Mr. OECHSLE. Yes; he did introduce it.

Senator SPARKMAN. While we are on it, let me talk to you a little bit about that Loan Policy Board, and I think we will understand each other's position. I opposed this in the beginning. In fact, I opposed it on the floor of the Senate, because I have felt all along that the Small Business Administration ought to be an independent agency in fact as well as in name. That was true with the Small Defense Plants Corporation, and I felt that it ought to be true with the Small Business Administration. I never have felt that with a Loan Policy Board, or whatever it is, with the power that those members have over it, we would have actually an independent agency.

Mr. OECHSLE. I think Wendell Barnes testified to the effect that he is not dominated by his present Loan Policy Board.

Now, while I am deputy to Mr. Mueller, our assistant secretary, it just so happens that I have been here for 4 years and I have attended practically every Loan Policy Board of the Administration since SBA was set up. And my own personal view of what has taken place in those Loan Policy Boards over the past 4 years has been that it works very similar to the manner in which you would work a bank. After all, you are loaning funds; over $250 million have been loaned by that organization.

And frankly, I personally would not want to be the administrator of an organization that did not have some kind of a group that was eminently qualified to consult with it on matters of loan policy.

### Tasks to complete
a) Answer these questions from the hearing excerpt:
(i) Where did Senator Sparkman say he opposed the Loan Policy Board?
(ii) For how many years has Mr. Oechsle been there?
(iii) How much money has the organization loaned?
b) Return the passage of the hearing excerpt starting at "And frankly, I" and ending at "of loan policy.", copied word for word.
Rely only on the hearing excerpt above.

### Data supplied
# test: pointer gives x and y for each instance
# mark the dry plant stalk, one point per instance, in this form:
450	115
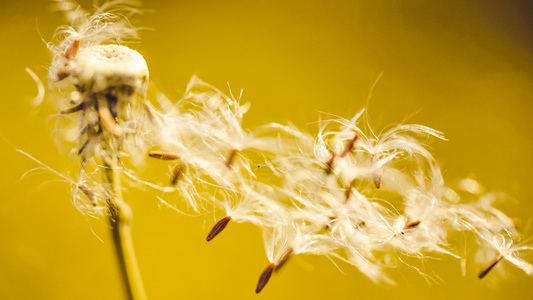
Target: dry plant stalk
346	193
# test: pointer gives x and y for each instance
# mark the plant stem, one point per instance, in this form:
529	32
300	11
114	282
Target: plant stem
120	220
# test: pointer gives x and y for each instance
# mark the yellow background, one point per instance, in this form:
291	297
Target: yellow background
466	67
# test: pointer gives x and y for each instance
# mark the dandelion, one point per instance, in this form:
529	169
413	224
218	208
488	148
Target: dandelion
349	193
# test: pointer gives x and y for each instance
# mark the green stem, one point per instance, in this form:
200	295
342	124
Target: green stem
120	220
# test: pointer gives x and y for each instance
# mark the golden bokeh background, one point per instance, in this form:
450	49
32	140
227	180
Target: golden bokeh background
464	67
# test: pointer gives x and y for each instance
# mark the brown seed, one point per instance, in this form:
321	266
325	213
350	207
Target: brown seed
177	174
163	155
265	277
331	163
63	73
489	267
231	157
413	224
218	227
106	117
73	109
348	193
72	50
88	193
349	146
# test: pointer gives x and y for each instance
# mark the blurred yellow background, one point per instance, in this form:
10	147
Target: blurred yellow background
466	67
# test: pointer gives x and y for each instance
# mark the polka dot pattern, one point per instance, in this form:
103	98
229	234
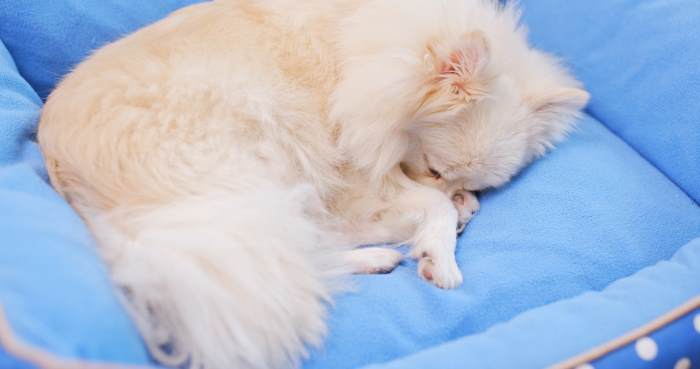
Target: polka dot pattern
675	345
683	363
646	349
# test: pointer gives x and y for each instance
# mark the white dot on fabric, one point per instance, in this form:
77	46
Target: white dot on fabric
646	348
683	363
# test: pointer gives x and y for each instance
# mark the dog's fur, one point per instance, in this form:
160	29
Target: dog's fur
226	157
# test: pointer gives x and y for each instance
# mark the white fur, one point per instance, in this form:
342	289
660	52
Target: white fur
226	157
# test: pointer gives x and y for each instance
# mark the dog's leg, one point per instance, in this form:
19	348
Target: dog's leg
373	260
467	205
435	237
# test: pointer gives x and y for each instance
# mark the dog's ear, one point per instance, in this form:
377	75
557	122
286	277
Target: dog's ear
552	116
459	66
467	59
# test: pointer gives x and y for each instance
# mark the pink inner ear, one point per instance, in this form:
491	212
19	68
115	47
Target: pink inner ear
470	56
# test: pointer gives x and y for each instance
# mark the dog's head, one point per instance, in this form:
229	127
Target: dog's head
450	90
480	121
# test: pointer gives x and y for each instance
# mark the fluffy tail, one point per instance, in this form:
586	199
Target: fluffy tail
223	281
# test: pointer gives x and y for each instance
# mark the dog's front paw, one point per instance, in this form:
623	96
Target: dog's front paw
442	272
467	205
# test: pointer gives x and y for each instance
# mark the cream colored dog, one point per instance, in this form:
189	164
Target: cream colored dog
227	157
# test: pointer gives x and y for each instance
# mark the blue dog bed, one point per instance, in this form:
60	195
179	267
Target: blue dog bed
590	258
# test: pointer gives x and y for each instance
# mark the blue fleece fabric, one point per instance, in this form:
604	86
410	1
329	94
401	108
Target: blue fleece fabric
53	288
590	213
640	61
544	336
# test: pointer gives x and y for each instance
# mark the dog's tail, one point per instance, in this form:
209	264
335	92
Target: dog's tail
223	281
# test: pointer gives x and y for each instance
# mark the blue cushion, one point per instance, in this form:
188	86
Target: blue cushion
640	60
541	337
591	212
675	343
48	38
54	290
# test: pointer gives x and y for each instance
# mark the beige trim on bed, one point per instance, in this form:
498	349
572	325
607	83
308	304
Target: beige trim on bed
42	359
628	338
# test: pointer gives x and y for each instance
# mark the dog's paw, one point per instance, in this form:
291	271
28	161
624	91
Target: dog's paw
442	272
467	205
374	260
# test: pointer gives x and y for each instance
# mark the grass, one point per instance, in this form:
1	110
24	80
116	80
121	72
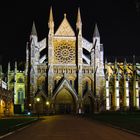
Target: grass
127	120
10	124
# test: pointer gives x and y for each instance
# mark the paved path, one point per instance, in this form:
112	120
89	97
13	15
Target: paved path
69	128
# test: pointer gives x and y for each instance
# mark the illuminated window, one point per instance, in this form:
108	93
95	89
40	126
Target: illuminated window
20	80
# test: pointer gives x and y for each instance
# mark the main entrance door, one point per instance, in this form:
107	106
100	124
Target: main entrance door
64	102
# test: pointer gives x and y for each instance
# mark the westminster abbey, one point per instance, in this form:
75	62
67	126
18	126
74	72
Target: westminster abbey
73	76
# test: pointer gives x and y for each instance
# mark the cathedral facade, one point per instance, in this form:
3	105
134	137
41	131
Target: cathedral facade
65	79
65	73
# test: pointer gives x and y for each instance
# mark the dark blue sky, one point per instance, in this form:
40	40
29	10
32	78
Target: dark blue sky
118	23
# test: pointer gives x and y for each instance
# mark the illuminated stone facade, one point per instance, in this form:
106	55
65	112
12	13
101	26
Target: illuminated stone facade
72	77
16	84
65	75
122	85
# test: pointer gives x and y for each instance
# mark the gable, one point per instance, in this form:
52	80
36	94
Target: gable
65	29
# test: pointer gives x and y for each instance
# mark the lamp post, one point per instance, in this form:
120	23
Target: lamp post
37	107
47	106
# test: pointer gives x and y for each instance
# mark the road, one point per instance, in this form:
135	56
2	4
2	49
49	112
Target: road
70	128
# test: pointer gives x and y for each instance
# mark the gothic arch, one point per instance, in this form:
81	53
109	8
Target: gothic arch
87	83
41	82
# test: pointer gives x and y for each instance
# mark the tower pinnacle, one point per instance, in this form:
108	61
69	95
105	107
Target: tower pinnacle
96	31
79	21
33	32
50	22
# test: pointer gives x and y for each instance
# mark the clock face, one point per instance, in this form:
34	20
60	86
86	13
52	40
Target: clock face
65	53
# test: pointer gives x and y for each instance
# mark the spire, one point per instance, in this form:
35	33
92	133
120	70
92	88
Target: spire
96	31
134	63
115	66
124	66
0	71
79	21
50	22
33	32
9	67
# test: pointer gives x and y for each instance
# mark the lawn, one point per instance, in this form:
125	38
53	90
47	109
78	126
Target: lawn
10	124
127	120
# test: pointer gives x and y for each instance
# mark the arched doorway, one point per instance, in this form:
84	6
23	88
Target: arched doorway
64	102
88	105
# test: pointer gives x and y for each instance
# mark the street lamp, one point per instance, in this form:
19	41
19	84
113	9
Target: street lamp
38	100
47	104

### The replies
a)
(i) On the floor of the Senate.
(ii) 4 years.
(iii) Over $250 million.

b)
And frankly, I personally would not want to be the administrator of an organization that did not have some kind of a group that was eminently qualified to consult with it on matters of loan policy.